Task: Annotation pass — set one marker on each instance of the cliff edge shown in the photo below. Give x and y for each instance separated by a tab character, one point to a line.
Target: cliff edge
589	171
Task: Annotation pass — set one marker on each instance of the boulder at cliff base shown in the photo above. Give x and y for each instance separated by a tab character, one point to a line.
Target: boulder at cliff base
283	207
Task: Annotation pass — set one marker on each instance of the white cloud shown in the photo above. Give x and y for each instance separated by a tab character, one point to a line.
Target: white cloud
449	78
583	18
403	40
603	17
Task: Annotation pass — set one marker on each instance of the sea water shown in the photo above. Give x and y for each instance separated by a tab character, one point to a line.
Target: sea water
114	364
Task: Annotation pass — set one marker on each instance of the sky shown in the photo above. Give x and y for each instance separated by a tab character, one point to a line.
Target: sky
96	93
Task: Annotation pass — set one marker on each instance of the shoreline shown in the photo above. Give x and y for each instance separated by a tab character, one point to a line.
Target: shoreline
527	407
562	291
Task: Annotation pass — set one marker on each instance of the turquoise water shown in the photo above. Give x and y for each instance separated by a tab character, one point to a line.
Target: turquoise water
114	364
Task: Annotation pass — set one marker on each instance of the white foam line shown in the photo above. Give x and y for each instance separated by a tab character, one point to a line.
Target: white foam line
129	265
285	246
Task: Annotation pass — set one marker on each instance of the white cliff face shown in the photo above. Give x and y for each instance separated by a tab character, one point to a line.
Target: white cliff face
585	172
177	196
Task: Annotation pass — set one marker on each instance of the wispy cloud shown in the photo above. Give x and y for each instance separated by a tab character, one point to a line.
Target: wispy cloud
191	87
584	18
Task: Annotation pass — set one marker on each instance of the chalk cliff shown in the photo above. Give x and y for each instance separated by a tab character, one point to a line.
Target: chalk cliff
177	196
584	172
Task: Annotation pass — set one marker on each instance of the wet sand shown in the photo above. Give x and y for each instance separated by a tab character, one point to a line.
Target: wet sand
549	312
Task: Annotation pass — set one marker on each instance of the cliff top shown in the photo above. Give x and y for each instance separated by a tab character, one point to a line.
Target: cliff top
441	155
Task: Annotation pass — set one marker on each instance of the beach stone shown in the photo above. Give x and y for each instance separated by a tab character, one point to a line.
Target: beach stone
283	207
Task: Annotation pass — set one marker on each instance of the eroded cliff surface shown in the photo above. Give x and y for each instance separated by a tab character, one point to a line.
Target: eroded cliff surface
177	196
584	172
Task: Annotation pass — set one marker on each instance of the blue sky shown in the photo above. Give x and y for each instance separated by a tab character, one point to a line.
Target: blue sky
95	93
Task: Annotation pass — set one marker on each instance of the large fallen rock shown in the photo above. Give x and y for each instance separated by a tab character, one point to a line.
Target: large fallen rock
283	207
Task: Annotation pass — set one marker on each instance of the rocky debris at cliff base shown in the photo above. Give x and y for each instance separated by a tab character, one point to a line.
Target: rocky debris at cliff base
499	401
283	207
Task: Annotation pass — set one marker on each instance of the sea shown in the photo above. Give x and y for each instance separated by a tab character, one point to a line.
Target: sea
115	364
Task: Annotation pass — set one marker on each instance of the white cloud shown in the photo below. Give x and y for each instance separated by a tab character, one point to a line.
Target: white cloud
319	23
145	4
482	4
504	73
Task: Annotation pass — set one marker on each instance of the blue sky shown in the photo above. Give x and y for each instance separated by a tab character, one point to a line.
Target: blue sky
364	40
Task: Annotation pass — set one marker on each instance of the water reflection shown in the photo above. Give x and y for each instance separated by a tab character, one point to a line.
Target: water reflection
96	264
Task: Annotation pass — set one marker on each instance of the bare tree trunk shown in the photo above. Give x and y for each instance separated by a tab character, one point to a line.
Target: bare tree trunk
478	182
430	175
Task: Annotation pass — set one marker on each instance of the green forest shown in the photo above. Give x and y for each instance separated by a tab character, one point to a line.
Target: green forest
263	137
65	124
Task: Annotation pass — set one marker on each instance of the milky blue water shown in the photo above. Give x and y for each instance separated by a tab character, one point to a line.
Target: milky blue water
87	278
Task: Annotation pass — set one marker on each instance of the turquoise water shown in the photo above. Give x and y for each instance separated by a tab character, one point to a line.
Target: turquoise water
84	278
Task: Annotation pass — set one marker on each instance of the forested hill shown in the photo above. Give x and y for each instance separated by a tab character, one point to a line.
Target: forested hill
* * * *
- _Task goal_:
Recast the lines from the one containing "of the forested" through the final line of the listing as a numbered list, leaving out any blank lines.

- _Full answer_:
1. Task: Annotation pass — set one marker on each instance of the forested hill shown in the photo above. Give x and y for each instance separated by a tab character, one point to a line.
2. Target: forested hill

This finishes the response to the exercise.